→ **Exercise tasks**:
[1] Answer these questions about the guide to getting started with R:
(a) Which R version and operating system was the guide written with?
(b) What small computer does the guide name to show that R runs on any system?
(c) What are the add-ons that extend R's core functionality called?
[2] Write the next part of the guide to getting started with R, picking up after its final sentence.

→ **Page extract**:

+--

Getting Started with R

Ever wanted to try R, but wasn't sure where to start? Or perhaps you are unsure of what R is and what it can do? This guide is designed to get you started with R and teach you the basics - showing you where to obtain R and introducing you to the R environment. It gives a quick overview of data structures and basic commands, and shows you where to get more help to develop your R skills.

The goal is to introduce you to the R environment, so you can become familiar with R, and can then start to experiment and perform your own data analysis with confidence.



Getting Started with R

! This guide was written using R version 3.4.2 on Windows 10.

So, what is R and why use it? The official R website defines R as a language and environment for statistical computing and graphics - it can be used to perform a wide range of statistical tests and almost any kind of data analysis, produce high quality graphics and figures, and can also be used as a geographic information system (GIS) to produce maps and carry out spatial analysis. It can read just about any kind of data format, and most graphics formats, so you can easily import and start working with your existing data.

It is similar to other statistical packages such as MATLAB, SPSS, Excel and Minitab, yet it is completely free and open-source software, so it won’t cost you a penny!

R is cross-platform, so whatever system you are running, you can download and use R – even on a Raspberry Pi

R is highly extensible and there are thousands of "packages" available which can extend the core R functionality to perform just about anything you can imagine. Or, you can write your own functions.

R is simple and easy to use (really!), and if you get stuck there is a large community out there to help out.

+--

→ **Dataset**:
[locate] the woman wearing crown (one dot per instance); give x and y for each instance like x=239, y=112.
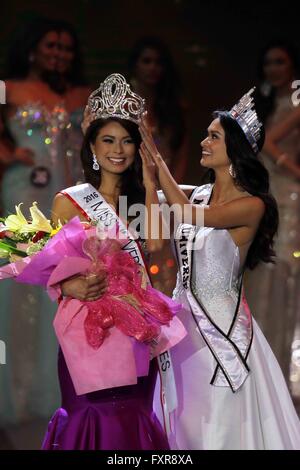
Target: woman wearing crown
x=119, y=418
x=231, y=391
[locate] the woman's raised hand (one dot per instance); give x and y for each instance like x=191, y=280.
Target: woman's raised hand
x=88, y=117
x=149, y=150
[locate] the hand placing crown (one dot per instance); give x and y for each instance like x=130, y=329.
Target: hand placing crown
x=114, y=98
x=245, y=115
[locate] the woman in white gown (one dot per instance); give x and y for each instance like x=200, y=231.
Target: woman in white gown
x=231, y=391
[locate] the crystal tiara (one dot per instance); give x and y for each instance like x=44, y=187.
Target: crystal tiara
x=245, y=115
x=114, y=98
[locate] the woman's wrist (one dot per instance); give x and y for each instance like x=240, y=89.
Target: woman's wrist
x=281, y=159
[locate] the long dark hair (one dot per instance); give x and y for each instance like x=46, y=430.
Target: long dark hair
x=167, y=106
x=132, y=179
x=265, y=101
x=25, y=42
x=252, y=177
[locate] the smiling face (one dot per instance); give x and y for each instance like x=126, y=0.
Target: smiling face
x=114, y=148
x=278, y=67
x=214, y=152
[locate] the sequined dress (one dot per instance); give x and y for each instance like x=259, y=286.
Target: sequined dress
x=260, y=414
x=28, y=383
x=273, y=290
x=121, y=418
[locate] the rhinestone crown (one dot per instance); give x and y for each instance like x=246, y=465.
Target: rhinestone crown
x=245, y=115
x=114, y=98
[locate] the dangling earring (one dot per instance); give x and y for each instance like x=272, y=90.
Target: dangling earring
x=96, y=165
x=232, y=172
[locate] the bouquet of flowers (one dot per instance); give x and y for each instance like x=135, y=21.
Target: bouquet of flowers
x=107, y=342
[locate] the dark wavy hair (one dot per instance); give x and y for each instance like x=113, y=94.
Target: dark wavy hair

+--

→ **Answers to the problems**:
[1]
(a) R version 3.4.2 on Windows 10.
(b) A Raspberry Pi.
(c) Packages.

[2]
© 2018 Benjamin Bell. All Rights Reserved. http://www.benjaminbell.co.uk

Downloading and installing R

R can be downloaded for free from the official website: the Comprehensive R Archive Network (CRAN) https://www.r-project.org/ (available for Windows, Mac OS X, Linux and others). The default R environment allows you to run your R code and produce high quality figures with ease. It does not include a source code editor, so you would need to use a separate program to write and edit your code - and then run it through the R console.

I write all of my R code using Notepad++, which has code syntax highlighting and other useful features (such as the ability to edit multiple lines of code at once). Notepad++ is only available for Windows systems.

If you use another operating system, similar editors are available, some of which are part of the OS. I also recommend Visual Studio Code, which can be installed on Windows, Mac OS X and Linux. And it's free!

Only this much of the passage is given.